**Excerpt to read**

※

I'll take a stab at this.

You cannot convince someone to take you as a trainee if they don't want a trainee.

That means, look down the road. In other words, go elsewhere. There are, indeed, a limited number of companies who take trainees and that is where you need to look.
 

Frank Lostracco

Junior Member
Joined
Mar 13, 2003
Professional Status
Certified Residential Appraiser
State
New Jersey
It is not impossible, I did it 2 years ago. After I finished school I contacted
all the appraisers in the area with a formal letter explaining my situation.
I received an offer within 3 weeks.
Good Luck
Frank
 

ocvillas1

Freshman Member
Joined
Nov 8, 2002
Professional Status
Real Estate Agent or Broker
State
California
Frank,

How were you able to get contact information for all appraisers in your area? Yellow Pages? Is the Office of Real Estate Appraisal in your state sharing this information? Any other ideas? - Thanks.
 

Shelley Holmquist

Freshman Member
Joined
Feb 26, 2003
Professional Status
Licensed Appraiser
State
California
Roxana,
You can go to OREA's website and do an appraiser search. It shows anyone in California who has a Lic (from trainee on up). You can narrow the search down to county, name, license level, etc....
Yellow pages are another way...
I just started calling off those two sources. Established appraisers were all very willing to talk to me and give me advice (though some were conflicting!)

※

[Annotation records]
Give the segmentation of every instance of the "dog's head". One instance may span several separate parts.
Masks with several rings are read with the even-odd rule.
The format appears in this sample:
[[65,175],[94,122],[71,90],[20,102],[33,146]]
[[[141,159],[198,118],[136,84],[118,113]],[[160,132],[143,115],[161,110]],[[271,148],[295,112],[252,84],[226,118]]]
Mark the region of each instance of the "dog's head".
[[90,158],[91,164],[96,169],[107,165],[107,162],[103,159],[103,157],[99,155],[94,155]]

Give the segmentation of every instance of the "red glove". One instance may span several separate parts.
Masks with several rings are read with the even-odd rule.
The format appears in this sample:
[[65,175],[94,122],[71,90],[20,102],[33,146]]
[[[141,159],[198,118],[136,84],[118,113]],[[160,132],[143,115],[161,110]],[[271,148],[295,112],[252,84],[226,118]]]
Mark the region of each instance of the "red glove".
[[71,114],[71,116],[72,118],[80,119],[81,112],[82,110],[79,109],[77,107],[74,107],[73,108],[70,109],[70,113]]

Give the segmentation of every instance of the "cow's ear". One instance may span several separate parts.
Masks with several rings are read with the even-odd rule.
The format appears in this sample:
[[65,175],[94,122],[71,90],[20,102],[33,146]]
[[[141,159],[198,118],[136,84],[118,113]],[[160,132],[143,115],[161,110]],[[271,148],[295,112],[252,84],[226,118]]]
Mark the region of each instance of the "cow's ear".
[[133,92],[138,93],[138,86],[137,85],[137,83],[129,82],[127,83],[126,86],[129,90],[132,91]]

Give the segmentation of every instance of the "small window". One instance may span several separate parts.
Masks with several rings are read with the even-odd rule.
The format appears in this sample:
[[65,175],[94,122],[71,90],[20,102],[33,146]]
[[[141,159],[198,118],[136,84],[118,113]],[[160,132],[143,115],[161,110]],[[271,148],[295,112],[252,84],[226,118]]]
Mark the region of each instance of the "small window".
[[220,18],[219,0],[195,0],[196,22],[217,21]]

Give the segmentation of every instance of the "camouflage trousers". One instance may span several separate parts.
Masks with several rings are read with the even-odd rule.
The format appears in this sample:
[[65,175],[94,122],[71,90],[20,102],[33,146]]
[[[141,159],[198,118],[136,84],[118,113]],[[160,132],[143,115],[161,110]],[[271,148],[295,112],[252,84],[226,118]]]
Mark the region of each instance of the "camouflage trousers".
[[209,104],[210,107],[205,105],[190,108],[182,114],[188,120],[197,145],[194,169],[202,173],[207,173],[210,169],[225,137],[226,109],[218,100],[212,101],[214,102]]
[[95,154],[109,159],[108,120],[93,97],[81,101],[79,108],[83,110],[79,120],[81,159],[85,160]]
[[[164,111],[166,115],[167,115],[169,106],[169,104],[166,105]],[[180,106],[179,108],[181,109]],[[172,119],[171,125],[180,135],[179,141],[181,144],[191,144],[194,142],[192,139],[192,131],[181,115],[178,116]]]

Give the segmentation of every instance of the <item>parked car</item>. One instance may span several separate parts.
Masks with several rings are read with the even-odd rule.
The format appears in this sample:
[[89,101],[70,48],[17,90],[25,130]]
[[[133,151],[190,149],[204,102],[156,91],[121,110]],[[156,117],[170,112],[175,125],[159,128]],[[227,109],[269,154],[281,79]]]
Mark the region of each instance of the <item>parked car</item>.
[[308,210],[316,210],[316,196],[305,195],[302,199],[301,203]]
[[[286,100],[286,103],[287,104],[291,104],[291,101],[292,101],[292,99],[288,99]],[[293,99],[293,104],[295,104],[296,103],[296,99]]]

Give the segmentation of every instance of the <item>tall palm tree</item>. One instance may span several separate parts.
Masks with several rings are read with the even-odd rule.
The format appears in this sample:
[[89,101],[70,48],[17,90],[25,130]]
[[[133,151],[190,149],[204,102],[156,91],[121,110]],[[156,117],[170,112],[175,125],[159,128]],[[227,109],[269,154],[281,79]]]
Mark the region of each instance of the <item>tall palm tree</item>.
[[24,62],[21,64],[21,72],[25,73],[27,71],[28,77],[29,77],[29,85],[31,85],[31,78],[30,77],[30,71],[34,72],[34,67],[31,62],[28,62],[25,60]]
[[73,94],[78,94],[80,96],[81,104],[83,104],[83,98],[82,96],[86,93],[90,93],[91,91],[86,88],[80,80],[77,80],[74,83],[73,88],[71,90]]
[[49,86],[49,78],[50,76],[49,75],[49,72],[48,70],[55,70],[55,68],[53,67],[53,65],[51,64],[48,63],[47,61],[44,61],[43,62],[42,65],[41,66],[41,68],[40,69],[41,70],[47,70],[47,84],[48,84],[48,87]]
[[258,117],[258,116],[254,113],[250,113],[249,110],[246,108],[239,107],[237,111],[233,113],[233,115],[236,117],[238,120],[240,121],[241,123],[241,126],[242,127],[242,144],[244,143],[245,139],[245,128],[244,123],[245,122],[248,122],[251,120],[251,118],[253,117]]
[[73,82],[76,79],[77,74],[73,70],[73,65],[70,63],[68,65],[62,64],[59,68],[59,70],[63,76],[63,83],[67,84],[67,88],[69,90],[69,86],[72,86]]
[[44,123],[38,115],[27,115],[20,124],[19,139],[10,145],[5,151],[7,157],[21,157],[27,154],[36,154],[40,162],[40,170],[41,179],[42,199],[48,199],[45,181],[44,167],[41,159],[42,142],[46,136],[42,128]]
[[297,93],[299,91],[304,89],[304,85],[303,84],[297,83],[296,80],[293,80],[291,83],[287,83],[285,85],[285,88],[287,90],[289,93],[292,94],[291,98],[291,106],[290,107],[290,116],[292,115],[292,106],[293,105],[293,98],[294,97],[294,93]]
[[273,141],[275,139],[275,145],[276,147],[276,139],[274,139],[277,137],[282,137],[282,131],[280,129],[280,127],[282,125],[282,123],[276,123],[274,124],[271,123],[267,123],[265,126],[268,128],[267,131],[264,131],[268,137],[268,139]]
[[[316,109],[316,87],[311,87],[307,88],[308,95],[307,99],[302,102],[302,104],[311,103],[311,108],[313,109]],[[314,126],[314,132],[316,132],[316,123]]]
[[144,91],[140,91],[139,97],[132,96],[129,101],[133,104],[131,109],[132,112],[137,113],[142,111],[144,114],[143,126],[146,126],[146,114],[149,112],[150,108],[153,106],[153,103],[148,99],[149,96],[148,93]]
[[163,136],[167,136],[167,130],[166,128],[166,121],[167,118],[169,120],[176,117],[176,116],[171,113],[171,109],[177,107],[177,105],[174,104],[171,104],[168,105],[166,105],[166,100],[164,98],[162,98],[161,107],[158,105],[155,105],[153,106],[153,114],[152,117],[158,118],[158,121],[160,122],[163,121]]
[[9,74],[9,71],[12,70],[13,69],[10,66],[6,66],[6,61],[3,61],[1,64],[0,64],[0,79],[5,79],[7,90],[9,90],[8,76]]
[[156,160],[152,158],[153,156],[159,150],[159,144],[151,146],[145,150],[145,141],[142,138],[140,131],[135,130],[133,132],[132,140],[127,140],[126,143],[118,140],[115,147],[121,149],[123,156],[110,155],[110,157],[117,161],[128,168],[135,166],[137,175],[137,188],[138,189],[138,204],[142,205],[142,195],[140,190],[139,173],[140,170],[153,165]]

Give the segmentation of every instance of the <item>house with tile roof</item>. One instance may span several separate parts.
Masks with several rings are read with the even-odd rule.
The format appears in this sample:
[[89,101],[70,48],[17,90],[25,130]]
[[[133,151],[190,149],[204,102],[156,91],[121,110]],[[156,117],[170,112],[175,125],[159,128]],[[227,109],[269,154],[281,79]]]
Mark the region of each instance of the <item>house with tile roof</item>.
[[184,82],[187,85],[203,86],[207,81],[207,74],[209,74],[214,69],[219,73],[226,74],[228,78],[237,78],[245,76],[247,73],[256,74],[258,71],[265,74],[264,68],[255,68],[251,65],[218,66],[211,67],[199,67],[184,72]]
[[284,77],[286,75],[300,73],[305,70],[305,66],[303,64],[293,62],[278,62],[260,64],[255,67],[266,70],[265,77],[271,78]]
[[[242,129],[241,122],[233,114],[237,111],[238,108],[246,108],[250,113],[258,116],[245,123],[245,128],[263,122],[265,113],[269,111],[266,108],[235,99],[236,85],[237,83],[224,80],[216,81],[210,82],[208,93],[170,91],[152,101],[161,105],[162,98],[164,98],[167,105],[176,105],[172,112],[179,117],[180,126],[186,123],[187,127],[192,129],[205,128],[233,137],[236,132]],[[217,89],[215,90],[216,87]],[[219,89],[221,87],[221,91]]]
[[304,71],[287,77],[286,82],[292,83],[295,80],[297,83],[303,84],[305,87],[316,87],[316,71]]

※

**Exercise goal**
Retype the passage of the appraiser trainee forum thread that runs from "I just started" up to and including "some were conflicting!)".

**Expected answer**
I just started calling off those two sources. Established appraisers were all very willing to talk to me and give me advice (though some were conflicting!)